**** SOURCE EXTRACT

Difficult to detect and with a low survival rate, pancreatic cancer is one of the most insidious forms of the disease. But now, researchers have identified an existing drug that could be repurposed to fight pancreatic cancer by targeting a key gene mutation.
Mutations in a gene called KRAS are one of the most common drivers of cancer, and they appear particularly frequently in pancreatic, lung, and colorectal cancers. Unfortunately, KRAS proteins were long considered “undruggable” due to their shape, but recently a drug that can latch onto them has been approved for phase 2 clinical trials.
For the new study, researchers at Virginia Commonwealth University (VCU) have found a new way to attack cancers with KRAS mutations. The team identified four different proteins – CDK1, CDK2, CDK7 and CDK9 – that seem to be expressed in higher levels in tumors that cannot survive without the KRAS mutation, and set about targeting them instead.
To do so, they examined a library of 294 drugs that have already been approved by the FDA for various purposes, and found one that can inhibit all four CDK proteins. The drug, known as AT7519, has so far proven unsuccessful in clinical trials to treat other types of cancer, but it hasn’t yet been tested in pancreatic cancer, the team says.

********
**** PROVIDED DATA

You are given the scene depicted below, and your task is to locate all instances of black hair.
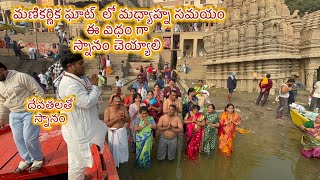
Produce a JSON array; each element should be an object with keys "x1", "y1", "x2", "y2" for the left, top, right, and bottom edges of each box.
[
  {"x1": 207, "y1": 104, "x2": 216, "y2": 110},
  {"x1": 266, "y1": 74, "x2": 271, "y2": 78},
  {"x1": 111, "y1": 95, "x2": 121, "y2": 101},
  {"x1": 188, "y1": 88, "x2": 195, "y2": 95},
  {"x1": 224, "y1": 104, "x2": 234, "y2": 112},
  {"x1": 132, "y1": 93, "x2": 142, "y2": 101},
  {"x1": 170, "y1": 89, "x2": 177, "y2": 95},
  {"x1": 191, "y1": 104, "x2": 200, "y2": 111},
  {"x1": 0, "y1": 62, "x2": 8, "y2": 70},
  {"x1": 169, "y1": 104, "x2": 177, "y2": 111},
  {"x1": 287, "y1": 78, "x2": 296, "y2": 83},
  {"x1": 60, "y1": 49, "x2": 83, "y2": 70},
  {"x1": 139, "y1": 106, "x2": 148, "y2": 114}
]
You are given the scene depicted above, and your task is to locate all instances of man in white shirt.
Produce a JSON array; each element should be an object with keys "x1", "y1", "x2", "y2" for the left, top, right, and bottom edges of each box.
[
  {"x1": 115, "y1": 76, "x2": 124, "y2": 87},
  {"x1": 58, "y1": 50, "x2": 107, "y2": 180},
  {"x1": 277, "y1": 79, "x2": 295, "y2": 121},
  {"x1": 309, "y1": 79, "x2": 320, "y2": 112},
  {"x1": 28, "y1": 48, "x2": 36, "y2": 59}
]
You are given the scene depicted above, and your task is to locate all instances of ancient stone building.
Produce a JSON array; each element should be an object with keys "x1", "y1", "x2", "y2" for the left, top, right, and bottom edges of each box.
[{"x1": 203, "y1": 0, "x2": 320, "y2": 94}]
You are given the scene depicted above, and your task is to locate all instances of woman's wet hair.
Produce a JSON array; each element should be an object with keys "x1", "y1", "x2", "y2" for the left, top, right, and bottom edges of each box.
[
  {"x1": 139, "y1": 106, "x2": 148, "y2": 114},
  {"x1": 191, "y1": 104, "x2": 200, "y2": 111},
  {"x1": 60, "y1": 49, "x2": 83, "y2": 70},
  {"x1": 224, "y1": 103, "x2": 234, "y2": 112},
  {"x1": 208, "y1": 104, "x2": 216, "y2": 110},
  {"x1": 132, "y1": 93, "x2": 142, "y2": 101},
  {"x1": 188, "y1": 88, "x2": 195, "y2": 95},
  {"x1": 169, "y1": 104, "x2": 177, "y2": 111}
]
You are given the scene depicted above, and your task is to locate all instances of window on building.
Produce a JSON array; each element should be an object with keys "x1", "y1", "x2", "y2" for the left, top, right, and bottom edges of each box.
[{"x1": 200, "y1": 0, "x2": 206, "y2": 4}]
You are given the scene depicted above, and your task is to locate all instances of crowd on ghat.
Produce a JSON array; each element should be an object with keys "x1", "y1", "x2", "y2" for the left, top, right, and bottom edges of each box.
[{"x1": 0, "y1": 50, "x2": 320, "y2": 179}]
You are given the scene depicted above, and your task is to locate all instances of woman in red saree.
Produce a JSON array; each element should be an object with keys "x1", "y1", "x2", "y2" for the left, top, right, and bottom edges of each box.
[
  {"x1": 218, "y1": 104, "x2": 241, "y2": 156},
  {"x1": 184, "y1": 105, "x2": 206, "y2": 160},
  {"x1": 143, "y1": 91, "x2": 162, "y2": 124}
]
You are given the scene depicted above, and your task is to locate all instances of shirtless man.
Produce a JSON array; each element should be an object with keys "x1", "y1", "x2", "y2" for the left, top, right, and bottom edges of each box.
[
  {"x1": 104, "y1": 95, "x2": 130, "y2": 167},
  {"x1": 157, "y1": 104, "x2": 183, "y2": 161},
  {"x1": 163, "y1": 90, "x2": 182, "y2": 114},
  {"x1": 109, "y1": 86, "x2": 126, "y2": 106}
]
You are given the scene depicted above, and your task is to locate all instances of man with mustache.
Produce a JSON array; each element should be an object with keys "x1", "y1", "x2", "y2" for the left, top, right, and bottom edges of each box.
[
  {"x1": 0, "y1": 62, "x2": 44, "y2": 173},
  {"x1": 58, "y1": 50, "x2": 107, "y2": 180},
  {"x1": 104, "y1": 95, "x2": 130, "y2": 167}
]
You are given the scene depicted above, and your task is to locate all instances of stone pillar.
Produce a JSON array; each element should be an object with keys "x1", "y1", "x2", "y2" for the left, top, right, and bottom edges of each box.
[
  {"x1": 306, "y1": 69, "x2": 314, "y2": 92},
  {"x1": 179, "y1": 36, "x2": 184, "y2": 57},
  {"x1": 1, "y1": 11, "x2": 7, "y2": 24},
  {"x1": 192, "y1": 39, "x2": 198, "y2": 57}
]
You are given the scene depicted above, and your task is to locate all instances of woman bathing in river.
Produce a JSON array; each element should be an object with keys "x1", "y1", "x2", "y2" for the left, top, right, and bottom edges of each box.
[
  {"x1": 134, "y1": 106, "x2": 157, "y2": 168},
  {"x1": 300, "y1": 114, "x2": 320, "y2": 159},
  {"x1": 218, "y1": 104, "x2": 241, "y2": 156},
  {"x1": 203, "y1": 104, "x2": 219, "y2": 155},
  {"x1": 184, "y1": 105, "x2": 206, "y2": 160}
]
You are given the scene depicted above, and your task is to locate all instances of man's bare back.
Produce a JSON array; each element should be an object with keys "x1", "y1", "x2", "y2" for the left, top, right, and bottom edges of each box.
[
  {"x1": 104, "y1": 106, "x2": 129, "y2": 129},
  {"x1": 157, "y1": 114, "x2": 183, "y2": 139}
]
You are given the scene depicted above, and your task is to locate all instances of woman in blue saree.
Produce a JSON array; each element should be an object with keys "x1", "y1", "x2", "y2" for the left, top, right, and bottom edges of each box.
[{"x1": 134, "y1": 106, "x2": 157, "y2": 168}]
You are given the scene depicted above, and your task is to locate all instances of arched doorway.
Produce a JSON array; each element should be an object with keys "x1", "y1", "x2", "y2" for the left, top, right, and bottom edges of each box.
[{"x1": 317, "y1": 66, "x2": 320, "y2": 81}]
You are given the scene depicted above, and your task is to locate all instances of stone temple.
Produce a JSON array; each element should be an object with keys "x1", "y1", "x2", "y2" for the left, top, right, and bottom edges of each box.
[{"x1": 203, "y1": 0, "x2": 320, "y2": 94}]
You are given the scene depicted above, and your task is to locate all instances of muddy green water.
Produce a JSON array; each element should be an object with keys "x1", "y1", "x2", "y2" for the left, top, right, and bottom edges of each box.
[{"x1": 118, "y1": 117, "x2": 320, "y2": 180}]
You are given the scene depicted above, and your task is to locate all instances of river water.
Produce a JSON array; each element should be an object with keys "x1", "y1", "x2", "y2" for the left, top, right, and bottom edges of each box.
[{"x1": 118, "y1": 94, "x2": 320, "y2": 180}]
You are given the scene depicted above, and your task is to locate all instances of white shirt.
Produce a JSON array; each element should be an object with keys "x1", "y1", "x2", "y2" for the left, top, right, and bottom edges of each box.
[
  {"x1": 38, "y1": 74, "x2": 47, "y2": 85},
  {"x1": 58, "y1": 72, "x2": 107, "y2": 170},
  {"x1": 116, "y1": 79, "x2": 124, "y2": 87},
  {"x1": 279, "y1": 84, "x2": 290, "y2": 98},
  {"x1": 106, "y1": 59, "x2": 111, "y2": 66},
  {"x1": 312, "y1": 81, "x2": 320, "y2": 98}
]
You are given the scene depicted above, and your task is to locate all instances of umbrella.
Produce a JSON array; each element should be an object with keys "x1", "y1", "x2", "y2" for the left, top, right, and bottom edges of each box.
[{"x1": 0, "y1": 24, "x2": 26, "y2": 34}]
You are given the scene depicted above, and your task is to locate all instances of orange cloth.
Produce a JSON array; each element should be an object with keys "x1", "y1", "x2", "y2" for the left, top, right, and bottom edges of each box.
[
  {"x1": 106, "y1": 66, "x2": 113, "y2": 74},
  {"x1": 218, "y1": 112, "x2": 240, "y2": 156},
  {"x1": 261, "y1": 77, "x2": 269, "y2": 85}
]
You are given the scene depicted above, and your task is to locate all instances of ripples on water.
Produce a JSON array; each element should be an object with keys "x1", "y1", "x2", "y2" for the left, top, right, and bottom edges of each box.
[{"x1": 118, "y1": 119, "x2": 320, "y2": 180}]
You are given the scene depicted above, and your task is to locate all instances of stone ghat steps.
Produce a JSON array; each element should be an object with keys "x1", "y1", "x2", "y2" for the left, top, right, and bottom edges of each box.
[{"x1": 177, "y1": 57, "x2": 207, "y2": 80}]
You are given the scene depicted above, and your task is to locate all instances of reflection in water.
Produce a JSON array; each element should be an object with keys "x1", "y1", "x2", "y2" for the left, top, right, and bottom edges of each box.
[{"x1": 118, "y1": 121, "x2": 320, "y2": 180}]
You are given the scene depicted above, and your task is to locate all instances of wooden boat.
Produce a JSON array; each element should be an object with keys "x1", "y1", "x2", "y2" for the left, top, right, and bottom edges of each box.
[
  {"x1": 0, "y1": 126, "x2": 119, "y2": 180},
  {"x1": 290, "y1": 108, "x2": 310, "y2": 127}
]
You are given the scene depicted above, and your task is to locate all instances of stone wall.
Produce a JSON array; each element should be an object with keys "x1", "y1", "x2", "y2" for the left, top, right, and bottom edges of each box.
[
  {"x1": 203, "y1": 0, "x2": 320, "y2": 94},
  {"x1": 206, "y1": 59, "x2": 301, "y2": 95}
]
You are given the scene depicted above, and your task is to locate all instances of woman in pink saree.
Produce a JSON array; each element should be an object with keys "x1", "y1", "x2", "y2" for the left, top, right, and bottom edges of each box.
[{"x1": 184, "y1": 105, "x2": 206, "y2": 160}]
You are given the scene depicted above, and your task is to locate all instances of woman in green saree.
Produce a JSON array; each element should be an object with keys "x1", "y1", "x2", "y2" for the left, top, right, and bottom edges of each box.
[
  {"x1": 300, "y1": 114, "x2": 320, "y2": 159},
  {"x1": 203, "y1": 104, "x2": 219, "y2": 155},
  {"x1": 134, "y1": 106, "x2": 157, "y2": 168}
]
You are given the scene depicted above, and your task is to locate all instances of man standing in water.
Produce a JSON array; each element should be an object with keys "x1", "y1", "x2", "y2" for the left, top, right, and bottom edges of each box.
[
  {"x1": 58, "y1": 50, "x2": 107, "y2": 180},
  {"x1": 157, "y1": 105, "x2": 183, "y2": 161},
  {"x1": 227, "y1": 72, "x2": 237, "y2": 103},
  {"x1": 163, "y1": 90, "x2": 182, "y2": 114},
  {"x1": 256, "y1": 74, "x2": 272, "y2": 106},
  {"x1": 277, "y1": 79, "x2": 295, "y2": 121},
  {"x1": 0, "y1": 62, "x2": 44, "y2": 173},
  {"x1": 104, "y1": 95, "x2": 130, "y2": 167}
]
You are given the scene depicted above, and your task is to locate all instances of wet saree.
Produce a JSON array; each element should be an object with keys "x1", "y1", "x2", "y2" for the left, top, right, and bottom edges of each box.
[
  {"x1": 218, "y1": 112, "x2": 240, "y2": 156},
  {"x1": 301, "y1": 121, "x2": 320, "y2": 159},
  {"x1": 203, "y1": 112, "x2": 219, "y2": 155},
  {"x1": 136, "y1": 116, "x2": 155, "y2": 168},
  {"x1": 301, "y1": 133, "x2": 320, "y2": 159},
  {"x1": 186, "y1": 113, "x2": 204, "y2": 160}
]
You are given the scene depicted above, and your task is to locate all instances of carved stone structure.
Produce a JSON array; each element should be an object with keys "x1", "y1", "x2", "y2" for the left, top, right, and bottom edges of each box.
[{"x1": 203, "y1": 0, "x2": 320, "y2": 94}]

********

**WHAT YOU NEED TO DO**
Continue the article on a drug for pancreatic cancer with KRAS mutations, starting after its final sentence.

**RESULT**
To test it out, the researchers pitted it against tumors grown in the lab from five pancreatic cancer patients. A7519 successfully suppressed the growth of those cells, and showed similar results in human and mouse mini-organ models. Of course, that's a small sample size and still far removed from in-human tests, but it's an interesting start.
“If our findings are correct and translate in humans, then we should be able to see a positive response in pancreatic cancer patients whose tumors are addicted to mutant KRAS,” says Said Sebti, lead researcher on the study.
If the technique does work, the team says that it might also be applied to other cancers that rely on KRAS mutations, like colorectal and lung cancers.
The research was published in the journal Clinical Cancer Research.